**** Input ****
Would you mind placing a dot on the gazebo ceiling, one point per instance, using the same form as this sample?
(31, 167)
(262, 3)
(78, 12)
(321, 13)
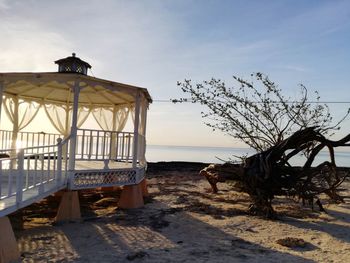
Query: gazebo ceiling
(56, 88)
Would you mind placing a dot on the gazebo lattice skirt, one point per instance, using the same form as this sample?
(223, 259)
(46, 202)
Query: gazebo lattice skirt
(98, 178)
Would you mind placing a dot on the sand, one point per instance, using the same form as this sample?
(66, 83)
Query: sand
(183, 222)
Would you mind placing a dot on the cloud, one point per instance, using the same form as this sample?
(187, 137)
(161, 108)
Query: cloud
(4, 5)
(29, 46)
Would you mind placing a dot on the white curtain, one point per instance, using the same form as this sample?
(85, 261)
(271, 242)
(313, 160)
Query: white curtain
(111, 119)
(141, 147)
(20, 113)
(60, 117)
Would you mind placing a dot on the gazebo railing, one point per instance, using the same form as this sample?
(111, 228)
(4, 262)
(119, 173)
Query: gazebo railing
(32, 175)
(27, 139)
(104, 145)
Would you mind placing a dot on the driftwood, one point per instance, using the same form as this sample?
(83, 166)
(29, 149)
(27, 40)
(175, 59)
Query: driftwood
(268, 173)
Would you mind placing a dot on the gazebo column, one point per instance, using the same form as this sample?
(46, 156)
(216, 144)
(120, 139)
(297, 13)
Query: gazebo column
(73, 139)
(15, 123)
(113, 137)
(136, 130)
(132, 195)
(1, 93)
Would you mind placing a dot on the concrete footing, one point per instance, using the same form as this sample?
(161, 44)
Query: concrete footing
(8, 244)
(144, 188)
(131, 197)
(69, 208)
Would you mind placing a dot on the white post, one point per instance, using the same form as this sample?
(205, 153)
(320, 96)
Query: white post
(136, 130)
(20, 175)
(73, 131)
(144, 120)
(59, 161)
(15, 123)
(113, 149)
(1, 93)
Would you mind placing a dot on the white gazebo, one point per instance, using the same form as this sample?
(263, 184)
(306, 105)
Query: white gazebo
(73, 158)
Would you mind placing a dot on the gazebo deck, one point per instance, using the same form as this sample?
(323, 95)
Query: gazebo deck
(87, 174)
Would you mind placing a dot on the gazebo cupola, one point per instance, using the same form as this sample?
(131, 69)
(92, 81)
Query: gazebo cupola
(72, 64)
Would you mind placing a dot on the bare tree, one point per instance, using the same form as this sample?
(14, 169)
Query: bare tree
(278, 128)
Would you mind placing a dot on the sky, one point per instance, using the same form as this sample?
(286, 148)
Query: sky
(155, 43)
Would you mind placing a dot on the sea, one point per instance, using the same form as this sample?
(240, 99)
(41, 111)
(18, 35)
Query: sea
(158, 153)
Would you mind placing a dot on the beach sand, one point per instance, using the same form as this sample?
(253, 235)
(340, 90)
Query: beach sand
(182, 221)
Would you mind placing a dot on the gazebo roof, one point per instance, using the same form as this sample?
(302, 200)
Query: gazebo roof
(55, 88)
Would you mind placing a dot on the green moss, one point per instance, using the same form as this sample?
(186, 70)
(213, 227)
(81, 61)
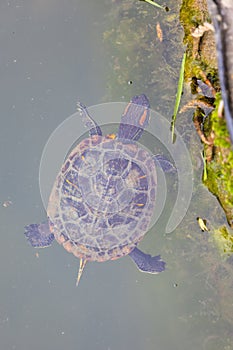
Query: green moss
(220, 169)
(224, 241)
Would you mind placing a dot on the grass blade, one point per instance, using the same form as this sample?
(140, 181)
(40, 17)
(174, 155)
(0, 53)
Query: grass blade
(178, 97)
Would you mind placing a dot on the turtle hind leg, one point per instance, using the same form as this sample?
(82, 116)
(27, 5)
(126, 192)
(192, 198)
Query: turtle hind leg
(146, 262)
(82, 264)
(39, 235)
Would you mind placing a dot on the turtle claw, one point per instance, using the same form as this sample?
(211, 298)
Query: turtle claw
(39, 235)
(146, 262)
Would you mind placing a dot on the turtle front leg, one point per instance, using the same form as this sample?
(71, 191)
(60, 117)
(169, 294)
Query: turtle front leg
(39, 235)
(146, 262)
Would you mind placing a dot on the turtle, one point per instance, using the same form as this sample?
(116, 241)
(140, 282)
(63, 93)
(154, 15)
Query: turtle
(103, 198)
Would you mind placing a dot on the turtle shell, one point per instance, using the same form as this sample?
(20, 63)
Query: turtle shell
(103, 198)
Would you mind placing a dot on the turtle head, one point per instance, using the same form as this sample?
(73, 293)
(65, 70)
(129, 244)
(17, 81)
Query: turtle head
(135, 118)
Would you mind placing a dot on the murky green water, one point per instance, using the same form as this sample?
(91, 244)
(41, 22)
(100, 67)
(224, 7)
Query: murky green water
(53, 54)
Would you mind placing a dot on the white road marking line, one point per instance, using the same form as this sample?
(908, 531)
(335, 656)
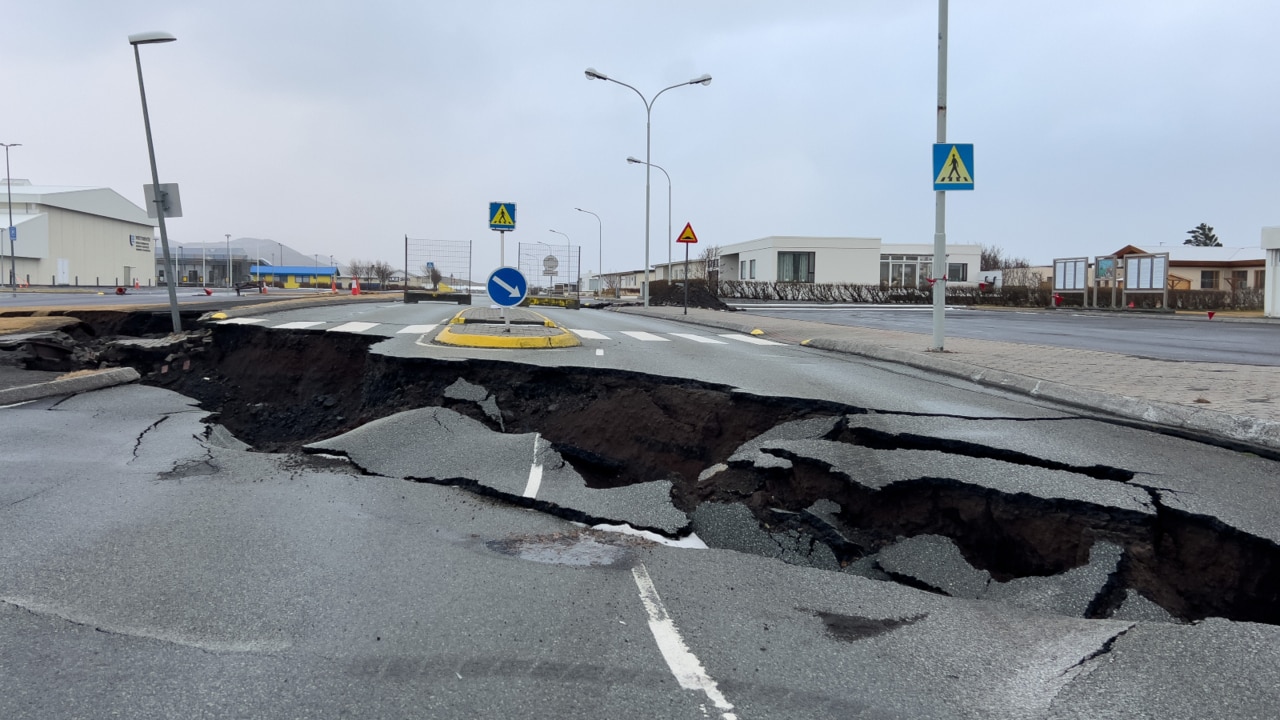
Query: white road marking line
(684, 665)
(644, 336)
(699, 338)
(352, 327)
(298, 324)
(750, 338)
(535, 473)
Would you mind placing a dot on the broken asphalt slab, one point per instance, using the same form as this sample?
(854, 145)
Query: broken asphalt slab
(443, 446)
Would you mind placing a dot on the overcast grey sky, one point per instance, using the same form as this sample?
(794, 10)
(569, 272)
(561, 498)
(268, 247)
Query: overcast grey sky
(337, 127)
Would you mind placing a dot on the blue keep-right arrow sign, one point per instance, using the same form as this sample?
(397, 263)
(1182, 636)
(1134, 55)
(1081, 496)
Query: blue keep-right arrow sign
(507, 287)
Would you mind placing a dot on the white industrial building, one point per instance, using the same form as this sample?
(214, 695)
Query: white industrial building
(1271, 273)
(848, 260)
(87, 236)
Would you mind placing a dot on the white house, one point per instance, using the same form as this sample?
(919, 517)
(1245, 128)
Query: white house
(88, 236)
(853, 260)
(1271, 273)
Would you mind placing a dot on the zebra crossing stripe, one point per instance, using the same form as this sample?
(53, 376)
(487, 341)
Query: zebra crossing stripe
(644, 336)
(699, 338)
(298, 326)
(750, 338)
(352, 327)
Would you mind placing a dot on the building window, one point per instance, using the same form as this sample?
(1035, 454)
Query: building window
(905, 270)
(795, 267)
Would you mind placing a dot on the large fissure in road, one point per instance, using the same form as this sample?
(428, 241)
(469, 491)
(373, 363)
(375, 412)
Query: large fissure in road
(808, 482)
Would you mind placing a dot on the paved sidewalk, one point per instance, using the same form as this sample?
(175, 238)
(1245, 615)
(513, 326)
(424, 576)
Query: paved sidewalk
(1237, 402)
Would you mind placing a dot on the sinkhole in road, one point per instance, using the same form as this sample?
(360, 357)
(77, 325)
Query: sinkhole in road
(799, 479)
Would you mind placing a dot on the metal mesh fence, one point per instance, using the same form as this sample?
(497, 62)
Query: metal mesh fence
(551, 269)
(438, 265)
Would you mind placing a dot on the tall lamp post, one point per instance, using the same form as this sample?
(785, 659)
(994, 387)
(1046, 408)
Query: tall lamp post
(568, 258)
(13, 254)
(592, 73)
(599, 251)
(151, 39)
(639, 162)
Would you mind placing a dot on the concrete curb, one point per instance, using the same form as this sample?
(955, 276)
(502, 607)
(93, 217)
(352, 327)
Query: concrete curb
(1235, 428)
(68, 386)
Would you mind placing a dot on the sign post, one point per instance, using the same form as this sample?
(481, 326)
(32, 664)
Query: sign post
(507, 287)
(502, 218)
(688, 237)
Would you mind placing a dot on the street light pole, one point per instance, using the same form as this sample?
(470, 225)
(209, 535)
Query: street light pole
(13, 254)
(592, 73)
(940, 203)
(568, 258)
(150, 39)
(599, 251)
(639, 162)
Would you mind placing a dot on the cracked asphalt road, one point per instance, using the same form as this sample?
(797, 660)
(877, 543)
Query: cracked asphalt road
(152, 563)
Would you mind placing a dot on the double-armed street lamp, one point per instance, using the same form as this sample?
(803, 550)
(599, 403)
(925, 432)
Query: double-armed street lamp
(568, 261)
(151, 39)
(599, 251)
(592, 73)
(639, 162)
(13, 256)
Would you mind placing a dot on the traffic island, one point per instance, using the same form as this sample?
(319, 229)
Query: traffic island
(513, 328)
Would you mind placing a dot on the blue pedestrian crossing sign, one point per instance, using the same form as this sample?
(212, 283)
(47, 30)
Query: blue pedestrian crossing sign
(952, 165)
(507, 287)
(502, 215)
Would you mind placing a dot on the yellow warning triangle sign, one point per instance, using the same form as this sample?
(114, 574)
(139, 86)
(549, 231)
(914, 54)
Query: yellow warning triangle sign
(954, 171)
(502, 217)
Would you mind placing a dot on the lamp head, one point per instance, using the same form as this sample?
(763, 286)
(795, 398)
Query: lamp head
(151, 37)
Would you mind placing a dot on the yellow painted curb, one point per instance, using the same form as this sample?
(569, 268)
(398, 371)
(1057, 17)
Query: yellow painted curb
(461, 340)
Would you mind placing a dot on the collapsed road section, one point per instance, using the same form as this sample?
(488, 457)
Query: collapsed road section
(959, 506)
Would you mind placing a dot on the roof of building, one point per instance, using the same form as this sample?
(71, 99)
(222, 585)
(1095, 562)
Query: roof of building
(101, 201)
(1200, 254)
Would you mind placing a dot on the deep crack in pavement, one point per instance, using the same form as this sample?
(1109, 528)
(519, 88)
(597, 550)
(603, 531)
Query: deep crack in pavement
(823, 483)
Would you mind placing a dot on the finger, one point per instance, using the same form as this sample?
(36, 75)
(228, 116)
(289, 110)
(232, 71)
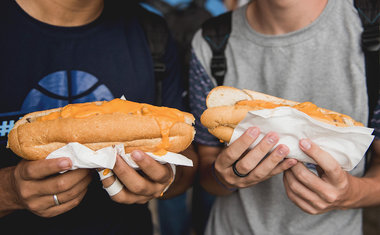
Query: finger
(310, 180)
(156, 171)
(127, 197)
(59, 183)
(252, 159)
(70, 194)
(330, 166)
(34, 170)
(131, 179)
(57, 210)
(238, 147)
(303, 205)
(283, 166)
(303, 192)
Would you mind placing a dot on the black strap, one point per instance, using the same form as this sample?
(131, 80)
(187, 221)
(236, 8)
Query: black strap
(369, 14)
(216, 32)
(157, 34)
(160, 5)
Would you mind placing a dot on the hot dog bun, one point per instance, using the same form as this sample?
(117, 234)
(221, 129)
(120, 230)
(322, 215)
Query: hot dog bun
(101, 124)
(227, 106)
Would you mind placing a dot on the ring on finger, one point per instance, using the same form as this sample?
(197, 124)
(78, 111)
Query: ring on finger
(56, 201)
(236, 172)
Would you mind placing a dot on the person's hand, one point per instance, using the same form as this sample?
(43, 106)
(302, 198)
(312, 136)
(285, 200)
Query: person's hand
(41, 189)
(332, 189)
(250, 164)
(143, 185)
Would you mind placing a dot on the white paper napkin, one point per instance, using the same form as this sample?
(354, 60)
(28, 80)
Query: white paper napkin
(346, 144)
(83, 157)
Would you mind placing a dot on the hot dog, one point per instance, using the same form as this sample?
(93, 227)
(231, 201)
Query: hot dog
(101, 124)
(227, 106)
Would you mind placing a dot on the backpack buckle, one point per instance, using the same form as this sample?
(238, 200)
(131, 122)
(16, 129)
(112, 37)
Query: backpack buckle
(371, 37)
(218, 65)
(159, 67)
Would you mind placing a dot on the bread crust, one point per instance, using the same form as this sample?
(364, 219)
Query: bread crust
(35, 140)
(222, 115)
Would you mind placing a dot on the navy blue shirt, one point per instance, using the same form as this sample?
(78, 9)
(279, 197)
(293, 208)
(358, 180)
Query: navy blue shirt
(44, 66)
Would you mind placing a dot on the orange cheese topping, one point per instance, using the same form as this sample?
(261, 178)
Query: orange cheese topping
(308, 108)
(165, 117)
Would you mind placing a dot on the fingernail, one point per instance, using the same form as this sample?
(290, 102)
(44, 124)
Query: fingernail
(272, 138)
(292, 162)
(64, 164)
(253, 132)
(282, 150)
(305, 144)
(137, 156)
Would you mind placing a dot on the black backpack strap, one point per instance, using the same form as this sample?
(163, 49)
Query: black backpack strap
(157, 34)
(369, 12)
(216, 32)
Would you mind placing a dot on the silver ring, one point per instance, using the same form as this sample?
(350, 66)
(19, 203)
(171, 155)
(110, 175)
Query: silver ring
(236, 172)
(56, 201)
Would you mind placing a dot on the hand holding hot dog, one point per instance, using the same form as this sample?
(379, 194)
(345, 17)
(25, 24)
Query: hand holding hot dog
(140, 187)
(254, 166)
(334, 188)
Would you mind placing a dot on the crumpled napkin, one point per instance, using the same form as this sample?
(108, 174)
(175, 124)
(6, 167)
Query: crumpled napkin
(83, 157)
(346, 144)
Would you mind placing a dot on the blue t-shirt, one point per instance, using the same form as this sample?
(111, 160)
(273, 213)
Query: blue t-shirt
(44, 66)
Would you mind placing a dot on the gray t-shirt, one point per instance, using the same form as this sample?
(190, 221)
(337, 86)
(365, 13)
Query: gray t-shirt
(322, 63)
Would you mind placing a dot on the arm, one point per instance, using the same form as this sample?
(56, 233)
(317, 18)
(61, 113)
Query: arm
(31, 185)
(217, 175)
(334, 188)
(256, 164)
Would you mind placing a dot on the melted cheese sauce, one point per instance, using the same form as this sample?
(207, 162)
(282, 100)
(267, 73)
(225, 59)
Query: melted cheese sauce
(165, 117)
(308, 108)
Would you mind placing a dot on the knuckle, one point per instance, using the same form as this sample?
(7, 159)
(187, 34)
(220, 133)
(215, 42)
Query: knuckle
(34, 207)
(276, 158)
(24, 193)
(243, 167)
(61, 185)
(320, 205)
(139, 188)
(143, 201)
(331, 197)
(259, 175)
(27, 171)
(313, 212)
(229, 153)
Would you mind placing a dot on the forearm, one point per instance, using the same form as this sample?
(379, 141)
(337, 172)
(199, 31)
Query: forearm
****
▶ **Given request**
Can you write out the material above word for word, starting at the line containing "Would you mind placing a dot on the collapsed" and ending after the line containing "(1200, 254)"?

▶ **Solution for this task**
Would you mind placing a dot on the collapsed road section, one point per instance, using the same form as this sample?
(488, 457)
Query: collapsed road section
(959, 506)
Would you mind placing a dot on the roof of building, one point per instance, using the same form as this sample?
(71, 99)
(222, 585)
(1095, 562)
Query: roof of building
(101, 201)
(1200, 254)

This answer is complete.